Please give the data again in full, exactly as it reads.
### Source information ###
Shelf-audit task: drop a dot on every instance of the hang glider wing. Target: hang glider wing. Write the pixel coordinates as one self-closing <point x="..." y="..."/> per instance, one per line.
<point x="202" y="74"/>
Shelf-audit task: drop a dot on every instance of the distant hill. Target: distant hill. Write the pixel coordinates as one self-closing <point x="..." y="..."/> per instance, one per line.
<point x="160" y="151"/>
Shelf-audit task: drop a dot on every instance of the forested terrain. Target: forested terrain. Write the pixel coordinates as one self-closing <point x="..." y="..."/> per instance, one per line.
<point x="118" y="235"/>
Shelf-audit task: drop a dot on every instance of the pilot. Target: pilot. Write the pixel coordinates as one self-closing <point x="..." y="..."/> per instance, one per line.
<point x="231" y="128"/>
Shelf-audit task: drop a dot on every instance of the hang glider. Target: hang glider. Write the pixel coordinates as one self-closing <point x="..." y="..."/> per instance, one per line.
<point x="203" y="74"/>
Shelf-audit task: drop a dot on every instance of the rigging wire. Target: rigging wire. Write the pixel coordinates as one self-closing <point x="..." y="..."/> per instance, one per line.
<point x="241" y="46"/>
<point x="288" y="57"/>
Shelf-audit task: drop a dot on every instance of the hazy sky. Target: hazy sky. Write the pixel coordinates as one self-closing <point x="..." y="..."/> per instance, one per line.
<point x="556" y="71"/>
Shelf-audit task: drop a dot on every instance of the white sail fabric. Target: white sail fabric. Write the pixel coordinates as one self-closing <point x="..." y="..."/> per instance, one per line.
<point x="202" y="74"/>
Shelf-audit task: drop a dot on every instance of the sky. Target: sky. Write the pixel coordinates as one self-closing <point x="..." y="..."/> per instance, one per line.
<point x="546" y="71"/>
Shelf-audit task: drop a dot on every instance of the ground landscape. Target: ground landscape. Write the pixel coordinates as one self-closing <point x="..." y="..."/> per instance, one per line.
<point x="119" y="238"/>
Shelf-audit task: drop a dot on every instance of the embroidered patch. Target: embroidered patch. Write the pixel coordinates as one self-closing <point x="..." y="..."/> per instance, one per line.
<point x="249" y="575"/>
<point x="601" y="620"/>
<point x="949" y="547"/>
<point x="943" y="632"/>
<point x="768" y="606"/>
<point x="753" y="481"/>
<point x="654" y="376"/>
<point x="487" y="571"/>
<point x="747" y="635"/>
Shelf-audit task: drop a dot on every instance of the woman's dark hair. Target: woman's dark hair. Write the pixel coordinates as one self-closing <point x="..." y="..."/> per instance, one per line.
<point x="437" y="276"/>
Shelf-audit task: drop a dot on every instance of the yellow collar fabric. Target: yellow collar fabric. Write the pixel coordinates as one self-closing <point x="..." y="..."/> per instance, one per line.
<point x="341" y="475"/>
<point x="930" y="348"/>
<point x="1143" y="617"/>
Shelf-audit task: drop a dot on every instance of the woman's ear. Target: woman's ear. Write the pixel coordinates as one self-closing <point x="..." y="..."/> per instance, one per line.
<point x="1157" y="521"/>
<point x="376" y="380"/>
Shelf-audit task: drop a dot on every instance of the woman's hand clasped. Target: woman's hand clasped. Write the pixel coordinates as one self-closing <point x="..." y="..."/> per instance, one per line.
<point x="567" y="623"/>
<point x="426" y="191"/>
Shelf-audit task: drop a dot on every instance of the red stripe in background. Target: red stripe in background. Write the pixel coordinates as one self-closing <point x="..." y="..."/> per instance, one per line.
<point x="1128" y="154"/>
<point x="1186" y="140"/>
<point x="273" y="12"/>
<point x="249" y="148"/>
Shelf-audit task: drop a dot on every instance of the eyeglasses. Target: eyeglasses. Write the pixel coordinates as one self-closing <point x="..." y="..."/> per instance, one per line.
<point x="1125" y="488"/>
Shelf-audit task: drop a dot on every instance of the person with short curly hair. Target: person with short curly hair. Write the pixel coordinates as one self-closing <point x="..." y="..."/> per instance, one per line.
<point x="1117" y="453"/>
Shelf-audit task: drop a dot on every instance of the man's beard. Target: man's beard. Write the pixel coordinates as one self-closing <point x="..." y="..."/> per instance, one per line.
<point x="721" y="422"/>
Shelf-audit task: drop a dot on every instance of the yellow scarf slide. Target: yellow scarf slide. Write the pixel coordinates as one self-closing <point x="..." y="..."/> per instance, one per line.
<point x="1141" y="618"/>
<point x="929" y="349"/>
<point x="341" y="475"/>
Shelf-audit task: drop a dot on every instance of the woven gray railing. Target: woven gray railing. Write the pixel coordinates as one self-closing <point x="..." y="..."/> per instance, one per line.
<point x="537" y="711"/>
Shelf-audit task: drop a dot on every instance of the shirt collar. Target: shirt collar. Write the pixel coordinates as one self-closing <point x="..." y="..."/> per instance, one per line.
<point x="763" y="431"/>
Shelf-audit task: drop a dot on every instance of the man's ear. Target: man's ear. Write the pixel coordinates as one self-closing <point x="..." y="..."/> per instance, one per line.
###
Exercise answer:
Shelf-audit task: drop a dot on every instance of the hang glider wing. Target: hang glider wing. Write the pixel coordinates as one self-closing <point x="..." y="..."/> per instance, one per line.
<point x="202" y="74"/>
Shelf-audit task: drop a dot on every instance of the distant hill. Target: distant hill. Write the pixel coordinates as one self-closing <point x="..." y="..."/> per instance, one per line.
<point x="160" y="151"/>
Shelf-audit task: drop a dot on every instance of the forested terrain. Target: forested terrain. Write the pixel coordinates as one self-closing <point x="..." y="..."/> per instance, one per line.
<point x="118" y="235"/>
Shelf-audit task: drop a dot on every instance of the pilot. Target: pilot. Write the pixel coordinates as one self-closing <point x="..." y="..."/> per instance, one per line.
<point x="231" y="128"/>
Shelf-audit task: drop a dot on every instance of the hang glider. Target: hang glider. Write the pixel coordinates as one self-closing <point x="..." y="..."/> per instance, one per line.
<point x="203" y="74"/>
Shelf-audit task: drop a dot on every instance of the rigging wire. Target: rigging wire. Write the pixel coordinates as one self-closing <point x="..." y="..."/> per instance, one per line.
<point x="241" y="46"/>
<point x="288" y="57"/>
Shelf-audit task: drop a dot on every instance of the hazy sky. Target: hazy sky. Write the pixel coordinates as one self-closing <point x="..." y="..."/> per instance, one per line.
<point x="556" y="71"/>
Shelf-audit task: drop a dot on every instance of the white sail fabric. Target: white sail fabric. Write the pixel coordinates as one self-closing <point x="..." y="..."/> per instance, one per line.
<point x="202" y="74"/>
Shelf-audit task: drop a dot on every instance of the sky. Target: sky. Write the pixel coordinates as one self-closing <point x="..." y="..."/> per instance, one per line.
<point x="546" y="71"/>
Shelf-audit task: drop a dot on every instance of the ground landscape. Target: ground landscape. Write the pixel coordinates as one self-closing <point x="..." y="..."/> per instance, one per line.
<point x="119" y="238"/>
Shelf-audit task: drop a dot on every instance of the embroidered patch. Target: embroidered patch. Write the pixel coordinates as one self-closing <point x="..." y="..."/> per instance, one per line.
<point x="249" y="575"/>
<point x="601" y="620"/>
<point x="949" y="547"/>
<point x="943" y="632"/>
<point x="768" y="606"/>
<point x="753" y="481"/>
<point x="654" y="376"/>
<point x="487" y="571"/>
<point x="747" y="635"/>
Shelf-audit task: drop a dot on every instance of the woman's dark hair. Target: woman's dark hair. Write the pixel coordinates as one self-closing <point x="..." y="..."/> per instance, one per line.
<point x="437" y="276"/>
Shelf-audit task: drop a dot on every instance of the yellow collar fabric. Target: yellow collar fabric. Write the pixel coordinates as one self-closing <point x="..." y="..."/> per instance, one per line.
<point x="341" y="475"/>
<point x="930" y="348"/>
<point x="1143" y="617"/>
Shelf-audit task: drop a dot on every instance of the woman's ear. Target: woman's ear. Write the pixel coordinates as one self-closing <point x="..." y="..."/> per instance, one per line.
<point x="1157" y="521"/>
<point x="376" y="380"/>
Shelf-audit task: drop a dot on every instance of the woman's hand clasped. Target: woman's hand clasped. Write the pixel coordinates as one self-closing <point x="..." y="..."/> per instance, one per line.
<point x="567" y="623"/>
<point x="426" y="191"/>
Shelf-audit task: drop a dot on every instance of the red stripe in background. Target: red stripe in background. Write the pixel coordinates as one self-closing <point x="..." y="..."/> per instance, one per line.
<point x="1128" y="154"/>
<point x="1186" y="140"/>
<point x="273" y="12"/>
<point x="249" y="148"/>
Shelf-audit task: drop a dot on every instance of the eyeglasses. Target: eyeglasses. Write the pixel coordinates as one self-closing <point x="..." y="..."/> per instance, one per line.
<point x="1125" y="488"/>
Shelf-audit task: drop a dot on every instance of the person with short curly hair. Target: person with short curly hair. Write the pixel coordinates as one self-closing <point x="..." y="..."/> per instance, one per line.
<point x="1117" y="453"/>
Shelf-audit task: drop a dot on every instance of the man's beard. Target: man's beard. Write the pixel coordinates as one self-closing <point x="..." y="..."/> per instance, one per line.
<point x="721" y="422"/>
Shelf-audit task: drop a dot on every instance of the yellow scarf slide. Target: yellow scarf slide. Write the pixel coordinates as one self-closing <point x="..." y="..."/> per instance, one per line.
<point x="1141" y="618"/>
<point x="929" y="349"/>
<point x="341" y="475"/>
Shelf-audit task: drop a dot on every instance of the woven gray railing. Target: woven gray railing. Write the pixel coordinates as one self-closing <point x="..." y="..."/> per instance, one per line.
<point x="537" y="711"/>
Shelf-audit task: drop a dot on every instance of the shirt collar. Target: shirt collar. Write the pixel coordinates as one self-closing <point x="..." y="..."/> per instance, one per line.
<point x="763" y="431"/>
Shelf-audit task: drop a dot on every instance of the man's ear. Target: man's ear. Write the pixel coordinates as one self-closing <point x="..." y="..."/> per instance, one per line.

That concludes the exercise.